- _EXERCISE_
Please copy the Christmas rant word for word, between "From true-faith.co.uk..." and "Fuck The Metrocentre.", inclusive.

- _SELECTED EXTRACT_
Christmas Rant

Discussion in 'General Discussion' started by Vance, Dec 1, 2007.

Users Viewing Thread (Users: 0, Guests: 0)

  1. Vance

    Vance >>>>

    Joined:
    Jan 21, 2007
    Messages:
    1,302
    Likes Received:
    20
    Location:
    The Bay
    Christmas Rant

    From true-faith.co.uk...

    "Fuck Christmas Carols. Fuck Secret Santaand fuck his bran tub. Fuck Christmas doos from work and their fucking inedible slop at £50 a fucking head. Fuck patronising and meaningless Christmas messages from the boss thanking you for another great year at work when your mortal soul is at breaking point with the spirit crushing banality of your toil. Fuck The Metrocentre.

    Fuck putting up the Christmas decorations at home and at work. Fuck bewas with legs like gas bottles tarting themselves up as some kind of Miss Santa vixen. Fuck the office lush pissed out of his/her head and making a cunt of themselves. Fuck me for allowing myself to be roped into Christmas drinks after work. Fuck rip-off Christmas taxi fares. Fuck Clayton St., which just looks so fucking depressing at Christmas time. But not as depressing as the fucking Gate. Fuck The Gate. Fuck Eldon Square. Fuck Slade. Fuck John Lennon and his climate controlled wardrobe for his fucking fur coats singing Merry fucking Christmas, War Is fucking Over- Imagine hypocrisy. Fuck packed, hot and unhappy bars all over NE1. Fuck The Queen.

    Fuck creeping Jesus types harping on about the real fucking meaning of Christmas. Fuck people saying they got nowt for Christmas when they were bairns. Don't be so fucking jealous and take your beef to your fucking parents who probably drank all their wages and fucked you off because they never wanted you to be born anyway you self pitying wortless cunt. Fuck worrying about homeless people for one day of the fucking year and then fucking them off for the rest of the year. Fuck the inevitable heart-breaking tragedies that always occur at this time of year. Fuck smug cunts telling people they did all of their Christmas shopping online this year. Fuck Wizard. Fuck that "wish I was fucking well at home for Christmas" shite when we're all climbing the fucking walls by Boxing Day. Fuck glow in the dark reindeer horns worn by inadequate women screeching their way from one hell hole bar to another. Fuck the whole enforced jolliness of it.

- _EXTRACTED DATA_
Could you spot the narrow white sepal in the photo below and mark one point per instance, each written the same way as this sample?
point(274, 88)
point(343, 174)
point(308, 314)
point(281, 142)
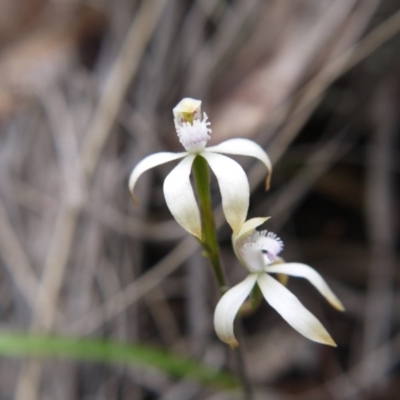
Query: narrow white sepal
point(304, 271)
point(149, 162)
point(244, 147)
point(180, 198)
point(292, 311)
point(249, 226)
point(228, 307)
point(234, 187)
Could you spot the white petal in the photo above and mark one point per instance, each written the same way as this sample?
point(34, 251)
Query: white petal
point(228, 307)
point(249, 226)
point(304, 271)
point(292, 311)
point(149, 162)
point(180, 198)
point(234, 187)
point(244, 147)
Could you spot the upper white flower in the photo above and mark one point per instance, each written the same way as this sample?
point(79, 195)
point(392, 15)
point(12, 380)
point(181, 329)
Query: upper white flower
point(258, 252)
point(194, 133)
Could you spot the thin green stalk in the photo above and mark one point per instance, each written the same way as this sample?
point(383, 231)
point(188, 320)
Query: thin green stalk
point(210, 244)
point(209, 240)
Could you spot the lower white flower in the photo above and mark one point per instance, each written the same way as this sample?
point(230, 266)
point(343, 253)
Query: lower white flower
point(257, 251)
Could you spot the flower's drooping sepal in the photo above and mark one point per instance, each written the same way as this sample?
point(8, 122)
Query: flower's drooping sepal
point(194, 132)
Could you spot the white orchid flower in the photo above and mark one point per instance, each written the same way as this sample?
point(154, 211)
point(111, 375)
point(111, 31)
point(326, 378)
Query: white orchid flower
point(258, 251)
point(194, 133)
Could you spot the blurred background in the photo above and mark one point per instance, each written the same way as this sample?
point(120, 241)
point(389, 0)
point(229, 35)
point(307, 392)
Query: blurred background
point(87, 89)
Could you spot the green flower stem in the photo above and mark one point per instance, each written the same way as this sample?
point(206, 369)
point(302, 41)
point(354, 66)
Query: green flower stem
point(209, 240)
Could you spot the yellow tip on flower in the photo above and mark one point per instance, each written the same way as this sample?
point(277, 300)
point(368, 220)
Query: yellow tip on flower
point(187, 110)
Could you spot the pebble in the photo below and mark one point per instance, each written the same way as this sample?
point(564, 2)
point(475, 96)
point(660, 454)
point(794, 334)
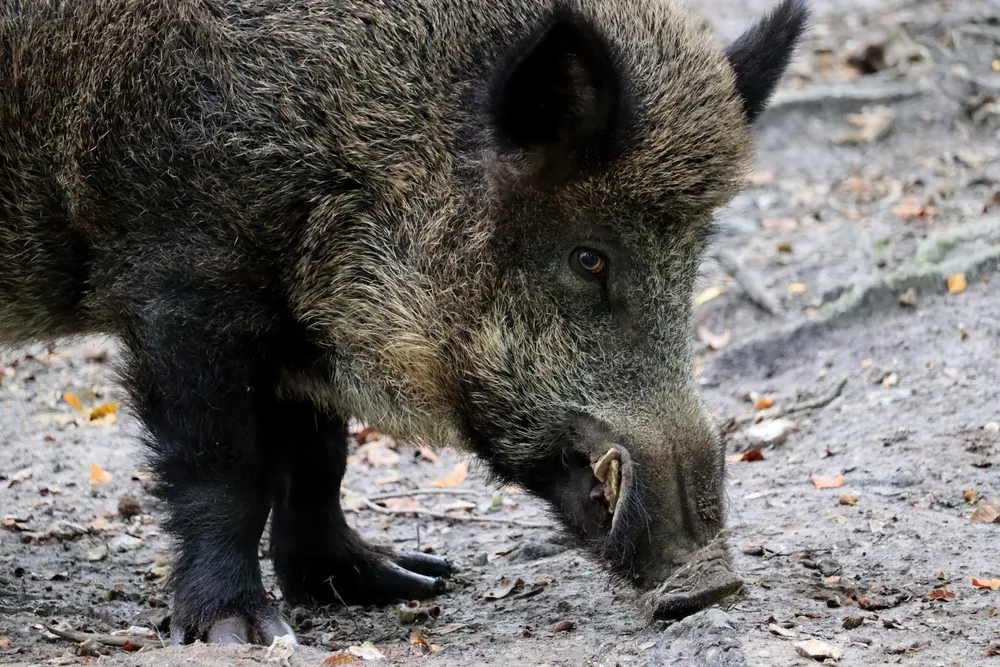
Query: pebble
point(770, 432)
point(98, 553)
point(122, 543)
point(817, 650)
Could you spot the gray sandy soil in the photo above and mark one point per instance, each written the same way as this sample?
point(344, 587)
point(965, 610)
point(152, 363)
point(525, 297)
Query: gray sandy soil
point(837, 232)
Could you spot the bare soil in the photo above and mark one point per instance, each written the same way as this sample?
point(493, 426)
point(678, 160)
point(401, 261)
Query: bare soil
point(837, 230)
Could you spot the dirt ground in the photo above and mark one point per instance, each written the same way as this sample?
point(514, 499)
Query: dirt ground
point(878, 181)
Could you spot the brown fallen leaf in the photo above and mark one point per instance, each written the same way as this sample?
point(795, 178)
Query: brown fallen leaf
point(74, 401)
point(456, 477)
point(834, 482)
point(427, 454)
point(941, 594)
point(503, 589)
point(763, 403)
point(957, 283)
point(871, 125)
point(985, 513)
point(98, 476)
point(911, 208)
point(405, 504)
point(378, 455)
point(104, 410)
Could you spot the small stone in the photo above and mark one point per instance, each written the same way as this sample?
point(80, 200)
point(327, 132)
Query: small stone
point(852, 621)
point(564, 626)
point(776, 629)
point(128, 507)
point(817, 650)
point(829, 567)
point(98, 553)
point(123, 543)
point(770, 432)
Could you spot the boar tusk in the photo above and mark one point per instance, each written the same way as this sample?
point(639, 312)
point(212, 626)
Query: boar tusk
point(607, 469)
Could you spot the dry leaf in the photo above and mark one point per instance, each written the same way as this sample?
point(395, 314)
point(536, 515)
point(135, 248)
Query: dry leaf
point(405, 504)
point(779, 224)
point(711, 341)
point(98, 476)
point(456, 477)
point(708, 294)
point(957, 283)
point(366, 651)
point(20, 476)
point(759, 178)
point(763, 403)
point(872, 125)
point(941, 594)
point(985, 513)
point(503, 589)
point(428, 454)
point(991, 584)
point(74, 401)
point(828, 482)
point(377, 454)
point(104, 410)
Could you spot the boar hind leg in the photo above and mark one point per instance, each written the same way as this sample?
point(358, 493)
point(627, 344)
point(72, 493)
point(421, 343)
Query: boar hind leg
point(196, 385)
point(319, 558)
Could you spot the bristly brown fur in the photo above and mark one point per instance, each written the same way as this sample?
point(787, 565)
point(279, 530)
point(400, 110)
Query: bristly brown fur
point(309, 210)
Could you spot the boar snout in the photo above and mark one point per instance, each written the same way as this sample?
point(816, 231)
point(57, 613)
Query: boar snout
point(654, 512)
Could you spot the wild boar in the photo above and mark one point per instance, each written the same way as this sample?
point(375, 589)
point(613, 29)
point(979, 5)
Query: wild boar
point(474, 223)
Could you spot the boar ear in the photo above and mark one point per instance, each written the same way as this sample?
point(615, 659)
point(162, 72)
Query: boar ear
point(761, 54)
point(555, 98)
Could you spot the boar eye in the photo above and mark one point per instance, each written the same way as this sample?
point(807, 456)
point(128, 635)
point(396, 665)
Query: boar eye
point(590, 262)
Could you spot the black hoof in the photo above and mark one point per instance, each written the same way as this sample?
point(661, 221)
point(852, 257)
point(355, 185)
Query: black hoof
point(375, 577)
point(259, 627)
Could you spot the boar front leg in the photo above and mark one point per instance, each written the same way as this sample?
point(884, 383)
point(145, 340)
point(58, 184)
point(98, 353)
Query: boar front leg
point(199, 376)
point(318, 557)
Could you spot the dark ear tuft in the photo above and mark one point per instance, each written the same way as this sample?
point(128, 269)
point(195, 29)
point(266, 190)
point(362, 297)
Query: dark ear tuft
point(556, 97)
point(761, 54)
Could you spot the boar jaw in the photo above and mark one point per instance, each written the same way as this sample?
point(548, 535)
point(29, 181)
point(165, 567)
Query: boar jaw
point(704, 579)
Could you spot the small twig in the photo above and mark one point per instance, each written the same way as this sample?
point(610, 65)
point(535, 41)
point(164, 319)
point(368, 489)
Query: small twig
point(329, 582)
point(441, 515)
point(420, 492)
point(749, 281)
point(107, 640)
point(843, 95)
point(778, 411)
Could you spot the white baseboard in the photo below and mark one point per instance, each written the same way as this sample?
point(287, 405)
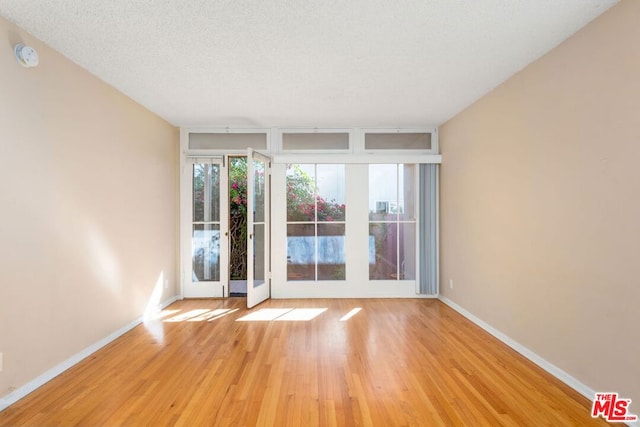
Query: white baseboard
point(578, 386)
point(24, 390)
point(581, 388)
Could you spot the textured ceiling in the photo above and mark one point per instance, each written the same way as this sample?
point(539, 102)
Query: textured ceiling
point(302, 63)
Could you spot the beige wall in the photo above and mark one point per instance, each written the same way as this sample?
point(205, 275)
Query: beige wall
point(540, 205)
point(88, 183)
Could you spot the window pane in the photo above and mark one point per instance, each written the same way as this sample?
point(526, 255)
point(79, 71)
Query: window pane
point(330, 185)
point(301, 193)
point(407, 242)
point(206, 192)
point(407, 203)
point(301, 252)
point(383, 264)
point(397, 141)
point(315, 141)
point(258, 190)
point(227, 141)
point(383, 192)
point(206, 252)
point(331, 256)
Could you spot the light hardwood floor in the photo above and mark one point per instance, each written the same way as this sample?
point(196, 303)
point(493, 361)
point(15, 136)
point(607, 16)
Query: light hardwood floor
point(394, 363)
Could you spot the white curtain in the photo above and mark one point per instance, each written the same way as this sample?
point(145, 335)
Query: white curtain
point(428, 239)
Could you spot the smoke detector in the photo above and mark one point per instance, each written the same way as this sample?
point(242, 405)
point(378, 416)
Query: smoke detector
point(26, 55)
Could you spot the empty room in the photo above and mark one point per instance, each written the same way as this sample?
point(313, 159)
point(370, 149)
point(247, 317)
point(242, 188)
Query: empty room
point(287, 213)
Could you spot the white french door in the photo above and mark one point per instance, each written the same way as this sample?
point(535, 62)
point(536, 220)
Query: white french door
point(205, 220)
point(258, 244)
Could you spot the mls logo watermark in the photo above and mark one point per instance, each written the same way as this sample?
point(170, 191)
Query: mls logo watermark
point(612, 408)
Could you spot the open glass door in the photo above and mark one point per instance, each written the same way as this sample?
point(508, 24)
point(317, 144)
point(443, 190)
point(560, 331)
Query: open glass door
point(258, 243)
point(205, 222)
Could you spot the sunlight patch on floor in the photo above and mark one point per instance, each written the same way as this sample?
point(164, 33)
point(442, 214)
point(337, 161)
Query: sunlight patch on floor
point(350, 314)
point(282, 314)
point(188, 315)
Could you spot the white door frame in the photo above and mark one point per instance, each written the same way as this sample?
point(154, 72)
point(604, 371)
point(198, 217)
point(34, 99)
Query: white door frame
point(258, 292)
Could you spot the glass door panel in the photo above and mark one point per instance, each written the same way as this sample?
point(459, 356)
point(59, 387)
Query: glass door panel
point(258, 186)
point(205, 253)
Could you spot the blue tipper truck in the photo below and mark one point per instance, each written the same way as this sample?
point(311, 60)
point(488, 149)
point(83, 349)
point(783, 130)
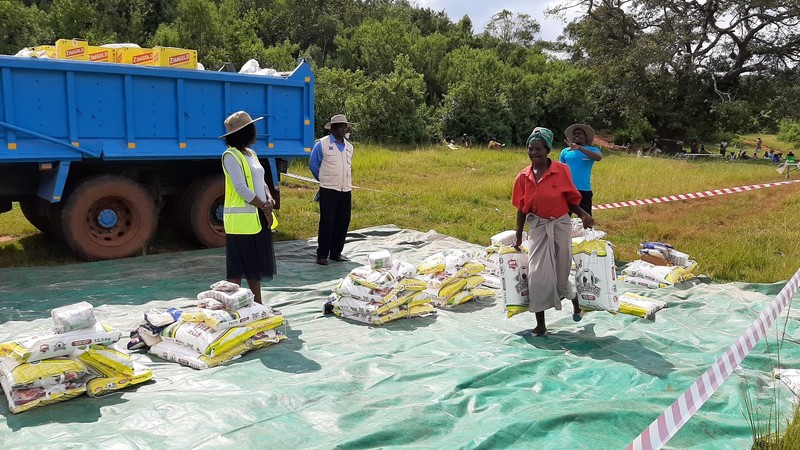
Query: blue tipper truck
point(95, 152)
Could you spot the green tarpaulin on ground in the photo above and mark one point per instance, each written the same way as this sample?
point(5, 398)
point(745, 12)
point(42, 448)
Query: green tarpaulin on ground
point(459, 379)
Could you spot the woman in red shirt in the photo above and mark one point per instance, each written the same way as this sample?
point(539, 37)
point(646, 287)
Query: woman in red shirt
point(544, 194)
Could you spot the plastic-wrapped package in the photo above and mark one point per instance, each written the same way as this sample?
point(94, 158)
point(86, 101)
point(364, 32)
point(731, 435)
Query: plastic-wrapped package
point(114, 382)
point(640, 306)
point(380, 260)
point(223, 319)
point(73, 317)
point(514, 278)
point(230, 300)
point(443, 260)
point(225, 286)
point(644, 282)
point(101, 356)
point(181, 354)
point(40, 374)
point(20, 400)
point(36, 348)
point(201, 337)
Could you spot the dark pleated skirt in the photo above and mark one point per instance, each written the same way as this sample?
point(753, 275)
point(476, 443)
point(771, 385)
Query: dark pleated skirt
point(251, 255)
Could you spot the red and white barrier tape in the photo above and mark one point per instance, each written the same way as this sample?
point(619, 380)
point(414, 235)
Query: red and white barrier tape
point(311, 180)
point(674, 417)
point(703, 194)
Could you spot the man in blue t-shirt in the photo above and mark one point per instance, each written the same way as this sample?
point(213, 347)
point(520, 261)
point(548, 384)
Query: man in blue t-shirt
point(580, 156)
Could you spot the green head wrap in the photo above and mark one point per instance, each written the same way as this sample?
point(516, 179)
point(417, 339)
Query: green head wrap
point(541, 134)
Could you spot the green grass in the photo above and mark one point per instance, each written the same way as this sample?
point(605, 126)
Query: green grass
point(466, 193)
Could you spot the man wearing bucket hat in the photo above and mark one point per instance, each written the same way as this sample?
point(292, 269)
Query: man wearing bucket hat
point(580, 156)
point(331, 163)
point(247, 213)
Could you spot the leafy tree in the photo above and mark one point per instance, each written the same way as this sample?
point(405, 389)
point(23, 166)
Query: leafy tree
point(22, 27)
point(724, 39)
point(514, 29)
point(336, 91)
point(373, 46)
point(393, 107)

- _TASK ANSWER_
From true-faith.co.uk...

    "Fuck Christmas Carols. Fuck Secret Santaand fuck his bran tub. Fuck Christmas doos from work and their fucking inedible slop at £50 a fucking head. Fuck patronising and meaningless Christmas messages from the boss thanking you for another great year at work when your mortal soul is at breaking point with the spirit crushing banality of your toil. Fuck The Metrocentre.